***** 学習用本文 *****
「休業損害」は消極損害の一つであり、交通事故にあったことが原因で働けない期間に対して損害賠償を請求することができます。
会社に勤めている労働者の方は仕事を休まざるを得なかった日数の給料を請求できますし、自営業の人は前の年の収入をもとに計算して請求をすることができます。
そこで今回は会社勤めでも自営業ではない、「主婦が請求できる休業損害」に着目していろいろと紹介していきます。
主婦が請求できる休業損害とは?
目に見える収入がない主婦(専業主婦ならびに兼業主婦)は、休業損害の請求ができないと思う人も多いようです。
しかし実際には、「主婦も休業損害を請求できる」ということが事実なのです!それぞれの状況に合わせた計算方式を使えば、主婦の休業損害を導き出すことができます。
***** 抜粋データ *****
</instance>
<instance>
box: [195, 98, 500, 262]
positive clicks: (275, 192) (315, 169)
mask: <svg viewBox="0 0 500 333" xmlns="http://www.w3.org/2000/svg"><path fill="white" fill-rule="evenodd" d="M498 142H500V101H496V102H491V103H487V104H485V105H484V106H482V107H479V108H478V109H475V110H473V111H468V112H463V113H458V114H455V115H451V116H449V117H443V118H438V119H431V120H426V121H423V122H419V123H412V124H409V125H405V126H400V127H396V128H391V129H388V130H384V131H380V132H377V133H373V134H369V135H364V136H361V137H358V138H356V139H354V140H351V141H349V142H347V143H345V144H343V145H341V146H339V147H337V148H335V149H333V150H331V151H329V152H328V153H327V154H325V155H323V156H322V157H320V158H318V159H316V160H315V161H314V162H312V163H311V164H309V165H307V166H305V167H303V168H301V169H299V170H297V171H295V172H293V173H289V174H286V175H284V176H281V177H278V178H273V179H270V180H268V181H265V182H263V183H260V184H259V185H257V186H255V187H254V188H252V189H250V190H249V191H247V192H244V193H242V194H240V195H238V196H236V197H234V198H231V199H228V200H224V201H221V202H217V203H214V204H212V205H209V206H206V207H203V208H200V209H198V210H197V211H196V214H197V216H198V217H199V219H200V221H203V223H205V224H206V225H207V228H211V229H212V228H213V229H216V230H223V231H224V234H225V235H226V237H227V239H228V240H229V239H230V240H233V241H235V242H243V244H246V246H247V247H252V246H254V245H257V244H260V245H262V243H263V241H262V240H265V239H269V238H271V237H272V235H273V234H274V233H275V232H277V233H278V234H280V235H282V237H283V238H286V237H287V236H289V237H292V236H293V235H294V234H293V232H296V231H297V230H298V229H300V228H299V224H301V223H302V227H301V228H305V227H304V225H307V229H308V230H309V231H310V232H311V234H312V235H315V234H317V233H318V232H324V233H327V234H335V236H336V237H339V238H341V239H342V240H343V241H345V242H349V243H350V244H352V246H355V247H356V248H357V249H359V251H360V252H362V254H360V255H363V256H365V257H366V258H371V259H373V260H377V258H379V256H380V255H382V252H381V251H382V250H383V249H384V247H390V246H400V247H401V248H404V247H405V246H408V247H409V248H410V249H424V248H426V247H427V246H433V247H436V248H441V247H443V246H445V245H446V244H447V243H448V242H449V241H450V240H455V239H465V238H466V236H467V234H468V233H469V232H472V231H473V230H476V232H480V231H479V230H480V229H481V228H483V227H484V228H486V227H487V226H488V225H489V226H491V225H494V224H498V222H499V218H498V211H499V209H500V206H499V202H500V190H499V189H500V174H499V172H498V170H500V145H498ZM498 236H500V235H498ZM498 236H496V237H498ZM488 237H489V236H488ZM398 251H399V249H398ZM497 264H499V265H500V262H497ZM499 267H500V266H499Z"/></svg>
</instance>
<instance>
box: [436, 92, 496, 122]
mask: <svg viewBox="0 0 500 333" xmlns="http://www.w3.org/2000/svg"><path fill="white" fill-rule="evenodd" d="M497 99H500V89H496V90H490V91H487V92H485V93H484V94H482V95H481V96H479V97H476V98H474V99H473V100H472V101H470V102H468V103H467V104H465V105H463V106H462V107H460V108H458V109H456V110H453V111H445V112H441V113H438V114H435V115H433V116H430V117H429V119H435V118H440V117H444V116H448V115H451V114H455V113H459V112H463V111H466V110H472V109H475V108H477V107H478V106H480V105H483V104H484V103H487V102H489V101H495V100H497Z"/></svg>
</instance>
*****
(取り組む課題)
• 1. 休業損害の本文では、自営業の人は何をもとに計算して休業損害を請求できるとしていますか。
• 2. 休業損害の本文を、最後の文の後から書き進めてください。

(課題の解答)
• 1. 前の年の収入をもとに計算します。

• 2.
休業損害の計算方法《専業主婦編》
休業損害の請求をするためには基礎収入をもとに損害額を計算してきますので、まずは「主婦の基礎収入」を導き出す必要があります。
主婦の基礎収入は、賃金センサスによる女性の全年齢平均賃金と同額と算定されています。そのため、換算すると「1日につき1万円」くらいの基礎収入になるといわれています。
加害者側の自賠責保険からは最低1日5,700円が請求できるようになっているので、この金額が提示されることがあります。
しかし、よく考えてみると自賠責保険の5,700円だけでは、専業主婦の基礎収入1万円に満たしていませんよね。このような提示には同意しなくても良いですし、さらに請求額を増やして請求することも可能だということを覚えておきましょう。
※休業していた期間に家政婦サービスなどを利用していたときには、家政婦サービスの利用料と主婦の休業損害の両方を請求することはできないので注意が必要です。
休業損害の計算方法《兼業主婦編》
兼業主婦の多くがパート勤務で仕事をしていますので、目にみえる収入が存在していることが専業主婦とは違うところです。兼業主婦の場合は、休業損害の計算方法が二つあります。
一つは、専業主婦と同様に「①賃金センサスにより算定する方法」です。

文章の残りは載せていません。